* **AIM OF THE EXERCISE**:
Can you reproduce the listing below in full, request lines included, with every x and y coordinate in the answers scaled by 1.2 and rounded to a whole number, halves rounding up?

———

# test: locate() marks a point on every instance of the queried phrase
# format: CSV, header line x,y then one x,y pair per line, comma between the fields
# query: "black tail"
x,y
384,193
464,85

———

* **FULL SOLUTION**:
# test: locate() marks a point on every instance of the queried phrase
# format: CSV, header line x,y then one x,y pair per line, comma between the fields
# query: "black tail"
x,y
461,232
557,102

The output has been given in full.